**Text segment**

····················

A new study has found almost 70 different pharmaceutical drugs in insects and spiders in rivers around Melbourne, Australia. Commenting on the finding, the researchers express concern that trout and other predators which feed on the bugs are being exposed to daily doses of some drugs, such as antidepressants, that are up to half of those prescribed to humans. Published in the scientific journal Nature Communications, the study adds to growing evidence that the pharmaceutical industry is having a dangerous impact on food chains, water supplies, and the environment.
The researchers looked at insects and spiders from in and around six streams in Melbourne. Screening for 98 compounds, they detected a total of 69 separate pharmaceutical chemicals from 23 different classes of drugs. The drugs found included medications used in the treatment of irregular heartbeat, depression, epilepsy, pain, infections, diabetes, gastrointestinal disorders, high cholesterol, inflammation, Parkinson’s disease, and other health problems. The researchers stressed it is imperative to understand the risks that chronic exposure pose to predators relying on the insects and spiders as their primary source of food. Noting that people who eat fish are also potentially affected, the study is the first of its kind to show that such a wide range of pharmaceutical drugs has infiltrated food chains.
Pharmaceutical pollution is now a global problem
Far from being unique to Australia, there is widespread evidence that pharmaceutical pollution has become a global problem. Around the world pharmaceutical companies have been polluting the environment for decades now, with the result that even drinking water supplies have become contaminated with measurable amounts of dangerous chemical drugs. Rarely admitted by public health authorities, the fact is that water treatment plants were never designed to deal with the presence of toxic pharmaceutical compounds.
While a proportion of the drugs in tap water results from people flushing their unused prescriptions down the toilet, or from not all of the pills being metabolized in patients’ bodies and thus similarly ending up in the sewer system, vast amounts of pharmaceuticals are also being released legally into waterways providing water for drinking.

····················

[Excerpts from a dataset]
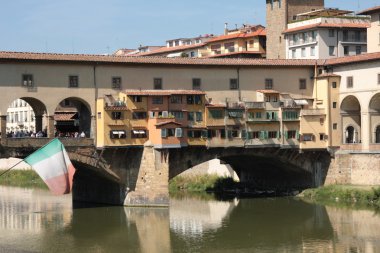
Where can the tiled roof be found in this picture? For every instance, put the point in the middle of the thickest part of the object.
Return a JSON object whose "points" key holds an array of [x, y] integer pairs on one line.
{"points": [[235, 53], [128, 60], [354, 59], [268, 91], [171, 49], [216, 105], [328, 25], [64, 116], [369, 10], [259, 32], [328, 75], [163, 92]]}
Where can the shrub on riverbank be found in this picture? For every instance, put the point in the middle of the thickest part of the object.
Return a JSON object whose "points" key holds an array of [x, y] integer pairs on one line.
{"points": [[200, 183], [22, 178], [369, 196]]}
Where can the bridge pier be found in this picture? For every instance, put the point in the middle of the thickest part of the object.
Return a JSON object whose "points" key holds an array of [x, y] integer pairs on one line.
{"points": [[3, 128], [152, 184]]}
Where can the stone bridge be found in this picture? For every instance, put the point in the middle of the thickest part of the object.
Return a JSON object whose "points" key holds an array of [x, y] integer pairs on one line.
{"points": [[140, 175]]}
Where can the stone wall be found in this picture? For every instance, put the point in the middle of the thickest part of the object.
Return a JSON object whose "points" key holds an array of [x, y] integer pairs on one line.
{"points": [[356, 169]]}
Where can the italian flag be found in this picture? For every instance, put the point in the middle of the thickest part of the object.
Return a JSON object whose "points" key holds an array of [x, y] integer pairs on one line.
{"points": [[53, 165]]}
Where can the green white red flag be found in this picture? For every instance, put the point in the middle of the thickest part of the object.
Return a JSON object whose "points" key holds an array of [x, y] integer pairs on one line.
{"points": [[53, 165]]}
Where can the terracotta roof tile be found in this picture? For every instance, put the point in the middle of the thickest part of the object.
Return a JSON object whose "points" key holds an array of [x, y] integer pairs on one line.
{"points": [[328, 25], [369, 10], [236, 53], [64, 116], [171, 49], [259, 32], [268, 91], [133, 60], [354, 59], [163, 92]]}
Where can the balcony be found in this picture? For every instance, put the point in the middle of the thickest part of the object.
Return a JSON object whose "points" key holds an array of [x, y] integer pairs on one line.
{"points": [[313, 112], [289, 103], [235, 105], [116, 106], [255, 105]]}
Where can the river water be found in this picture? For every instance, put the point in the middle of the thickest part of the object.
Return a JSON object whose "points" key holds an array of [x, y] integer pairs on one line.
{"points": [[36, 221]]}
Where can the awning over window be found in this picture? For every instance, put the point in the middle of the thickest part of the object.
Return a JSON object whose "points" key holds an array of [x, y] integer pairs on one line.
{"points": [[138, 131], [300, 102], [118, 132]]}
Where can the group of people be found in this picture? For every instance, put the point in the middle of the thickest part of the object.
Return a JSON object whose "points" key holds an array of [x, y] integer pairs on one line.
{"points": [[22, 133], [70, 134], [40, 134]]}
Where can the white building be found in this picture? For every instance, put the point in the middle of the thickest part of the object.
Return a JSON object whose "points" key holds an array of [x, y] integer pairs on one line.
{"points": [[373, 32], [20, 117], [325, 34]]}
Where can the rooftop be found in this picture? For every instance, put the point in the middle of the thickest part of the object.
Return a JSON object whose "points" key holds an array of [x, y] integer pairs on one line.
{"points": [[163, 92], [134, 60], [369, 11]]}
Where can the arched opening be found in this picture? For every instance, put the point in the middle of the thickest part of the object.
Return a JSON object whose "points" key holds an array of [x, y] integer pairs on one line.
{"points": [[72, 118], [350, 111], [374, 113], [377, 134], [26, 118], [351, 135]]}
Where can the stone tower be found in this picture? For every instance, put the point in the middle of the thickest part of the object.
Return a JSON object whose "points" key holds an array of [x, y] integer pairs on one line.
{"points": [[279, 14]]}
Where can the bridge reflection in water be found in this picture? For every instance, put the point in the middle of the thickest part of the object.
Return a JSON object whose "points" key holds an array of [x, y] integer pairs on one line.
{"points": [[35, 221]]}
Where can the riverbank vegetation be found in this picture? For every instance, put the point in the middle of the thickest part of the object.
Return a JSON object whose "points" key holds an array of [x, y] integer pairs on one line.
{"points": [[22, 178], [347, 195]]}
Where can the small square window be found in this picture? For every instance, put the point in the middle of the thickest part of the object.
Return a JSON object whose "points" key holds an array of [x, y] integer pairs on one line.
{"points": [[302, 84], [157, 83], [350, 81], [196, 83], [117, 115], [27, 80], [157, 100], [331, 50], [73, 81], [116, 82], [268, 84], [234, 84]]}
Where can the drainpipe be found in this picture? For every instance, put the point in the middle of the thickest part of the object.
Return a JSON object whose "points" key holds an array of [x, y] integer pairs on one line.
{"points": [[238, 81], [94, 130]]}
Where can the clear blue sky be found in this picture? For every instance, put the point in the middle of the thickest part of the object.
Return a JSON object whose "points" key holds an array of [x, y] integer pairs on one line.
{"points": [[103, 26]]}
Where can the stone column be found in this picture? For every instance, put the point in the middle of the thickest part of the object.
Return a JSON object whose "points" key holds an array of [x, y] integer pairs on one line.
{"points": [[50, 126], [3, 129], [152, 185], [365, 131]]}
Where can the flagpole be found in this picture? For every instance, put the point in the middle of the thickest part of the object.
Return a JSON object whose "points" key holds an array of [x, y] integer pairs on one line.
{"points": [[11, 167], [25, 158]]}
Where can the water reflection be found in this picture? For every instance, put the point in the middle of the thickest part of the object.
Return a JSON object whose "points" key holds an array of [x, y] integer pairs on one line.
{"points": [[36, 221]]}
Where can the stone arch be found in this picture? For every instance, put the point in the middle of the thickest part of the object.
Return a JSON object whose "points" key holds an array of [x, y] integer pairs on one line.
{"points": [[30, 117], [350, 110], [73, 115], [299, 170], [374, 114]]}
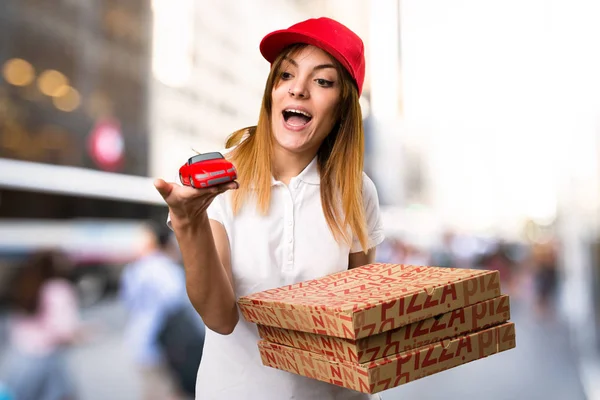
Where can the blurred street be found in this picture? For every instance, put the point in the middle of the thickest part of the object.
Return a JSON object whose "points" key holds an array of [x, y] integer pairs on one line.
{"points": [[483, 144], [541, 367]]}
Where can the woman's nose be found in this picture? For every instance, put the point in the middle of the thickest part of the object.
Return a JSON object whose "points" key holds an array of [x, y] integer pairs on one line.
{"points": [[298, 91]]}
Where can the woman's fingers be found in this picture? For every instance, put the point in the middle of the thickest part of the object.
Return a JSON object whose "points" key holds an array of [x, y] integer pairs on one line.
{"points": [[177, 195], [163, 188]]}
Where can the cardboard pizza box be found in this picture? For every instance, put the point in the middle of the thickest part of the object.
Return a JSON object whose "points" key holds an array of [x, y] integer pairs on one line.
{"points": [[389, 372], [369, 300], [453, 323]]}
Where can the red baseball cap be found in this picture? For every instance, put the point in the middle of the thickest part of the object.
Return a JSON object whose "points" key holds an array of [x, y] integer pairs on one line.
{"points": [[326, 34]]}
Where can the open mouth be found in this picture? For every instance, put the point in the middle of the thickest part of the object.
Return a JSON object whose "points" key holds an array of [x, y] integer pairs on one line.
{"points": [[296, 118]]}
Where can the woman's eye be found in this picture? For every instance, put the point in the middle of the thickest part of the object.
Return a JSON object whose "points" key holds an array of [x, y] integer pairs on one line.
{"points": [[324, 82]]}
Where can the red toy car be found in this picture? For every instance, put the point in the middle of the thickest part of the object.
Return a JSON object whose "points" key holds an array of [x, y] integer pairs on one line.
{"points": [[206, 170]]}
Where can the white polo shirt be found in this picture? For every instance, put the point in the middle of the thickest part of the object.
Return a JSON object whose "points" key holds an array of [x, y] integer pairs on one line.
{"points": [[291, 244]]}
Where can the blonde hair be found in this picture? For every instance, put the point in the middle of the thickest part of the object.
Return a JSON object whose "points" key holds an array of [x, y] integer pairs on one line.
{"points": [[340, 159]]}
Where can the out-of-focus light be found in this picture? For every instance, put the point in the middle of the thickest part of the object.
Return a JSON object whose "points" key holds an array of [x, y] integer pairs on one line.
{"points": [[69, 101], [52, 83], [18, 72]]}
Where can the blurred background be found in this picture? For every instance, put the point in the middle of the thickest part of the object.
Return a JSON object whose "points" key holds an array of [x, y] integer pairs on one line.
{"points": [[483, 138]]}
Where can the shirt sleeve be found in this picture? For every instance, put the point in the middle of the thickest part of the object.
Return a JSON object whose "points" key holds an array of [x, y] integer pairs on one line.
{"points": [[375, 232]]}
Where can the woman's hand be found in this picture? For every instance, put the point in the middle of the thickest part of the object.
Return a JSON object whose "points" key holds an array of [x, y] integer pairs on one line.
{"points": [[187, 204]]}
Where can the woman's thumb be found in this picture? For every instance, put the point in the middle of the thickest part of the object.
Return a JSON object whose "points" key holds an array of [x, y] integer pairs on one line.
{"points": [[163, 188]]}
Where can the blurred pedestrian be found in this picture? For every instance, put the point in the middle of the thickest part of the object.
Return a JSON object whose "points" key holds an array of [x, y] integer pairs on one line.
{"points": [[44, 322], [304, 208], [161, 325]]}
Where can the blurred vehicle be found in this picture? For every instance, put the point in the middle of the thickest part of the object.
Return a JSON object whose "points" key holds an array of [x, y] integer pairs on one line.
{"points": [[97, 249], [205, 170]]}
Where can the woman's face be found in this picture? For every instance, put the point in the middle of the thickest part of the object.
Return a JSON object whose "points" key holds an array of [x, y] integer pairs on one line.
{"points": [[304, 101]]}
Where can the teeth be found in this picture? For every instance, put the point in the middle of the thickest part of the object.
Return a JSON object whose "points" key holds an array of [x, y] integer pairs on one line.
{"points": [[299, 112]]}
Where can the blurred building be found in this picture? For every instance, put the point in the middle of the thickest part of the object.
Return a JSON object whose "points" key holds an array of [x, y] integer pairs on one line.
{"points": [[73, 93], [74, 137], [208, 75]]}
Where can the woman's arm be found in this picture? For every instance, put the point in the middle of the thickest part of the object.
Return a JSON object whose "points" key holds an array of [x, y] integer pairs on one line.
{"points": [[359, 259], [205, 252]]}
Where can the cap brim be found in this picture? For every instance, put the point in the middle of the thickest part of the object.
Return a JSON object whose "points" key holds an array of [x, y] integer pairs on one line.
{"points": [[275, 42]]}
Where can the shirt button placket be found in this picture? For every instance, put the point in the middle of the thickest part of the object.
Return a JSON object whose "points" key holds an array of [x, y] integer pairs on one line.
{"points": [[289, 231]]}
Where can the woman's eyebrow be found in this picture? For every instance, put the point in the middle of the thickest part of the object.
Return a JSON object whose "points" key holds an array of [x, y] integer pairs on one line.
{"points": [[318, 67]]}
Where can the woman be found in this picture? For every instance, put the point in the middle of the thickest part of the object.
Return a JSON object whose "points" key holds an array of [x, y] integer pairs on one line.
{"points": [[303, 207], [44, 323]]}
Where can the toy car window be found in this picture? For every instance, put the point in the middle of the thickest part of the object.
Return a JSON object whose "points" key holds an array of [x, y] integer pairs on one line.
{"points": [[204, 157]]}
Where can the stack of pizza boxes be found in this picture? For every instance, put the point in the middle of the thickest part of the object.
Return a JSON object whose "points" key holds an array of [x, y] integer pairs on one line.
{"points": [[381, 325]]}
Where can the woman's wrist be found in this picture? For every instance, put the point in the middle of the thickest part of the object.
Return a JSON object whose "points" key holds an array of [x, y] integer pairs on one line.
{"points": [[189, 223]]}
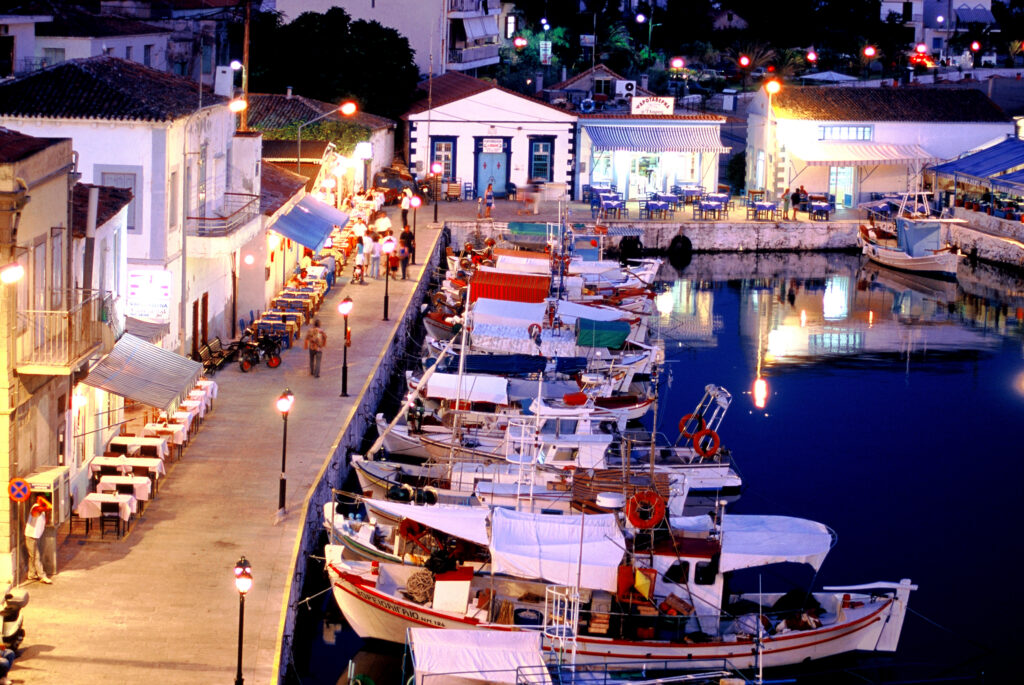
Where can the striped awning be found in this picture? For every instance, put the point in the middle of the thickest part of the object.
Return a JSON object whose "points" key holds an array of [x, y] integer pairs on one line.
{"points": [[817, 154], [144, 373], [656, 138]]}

····················

**Your objective**
Pick up the article on pharmaceutical pollution after its final sentence and continue it in the same style.

**Answer box**
In the United States, tests have suggested that at least 51 million people are drinking water contaminated with pharmaceuticals. The actual numbers may be far higher however. A recent study confirmed that water treatment plants taking discharges from pharmaceutical companies are putting high concentrations of drugs into American waterways. While the long-term consequences of this are not yet fully understood, research has already shown that mixtures of drugs are disrupting the endocrine systems of fish in the United States, feminizing them, altering behavior and reproduction, changing growth, and increasing liver sizes.
On the other side of the Atlantic, scientists in the UK have found powerful cancer and psychiatric drugs in tap water. They warn that a developing fetus is exposed to these drugs in the womb and that consequent damage to its cells could be serious. A study published earlier this year found 29 types of drugs in British rivers, including antidepressants, antibiotics, and epilepsy medications.
Analysis of water in India has found 21 different active pharmaceutical ingredients, at 150 times the highest levels detected in the United States.
It is therefore clear that not only is the trillion-dollar-a-year pharmaceutical ‘business with disease’ economically unsustainable, it isn’t environmentally sustainable either. This illustrates yet another reason why we need to replace drug-based disease-care medicine with a truly preventive system of healthcare that utilizes safe, non-toxic, science-based natural health approaches. Pharmaceutical pollution is rapidly becoming an environmental health hazard and should urgently be addressed by national, regional, and global health authorities alike.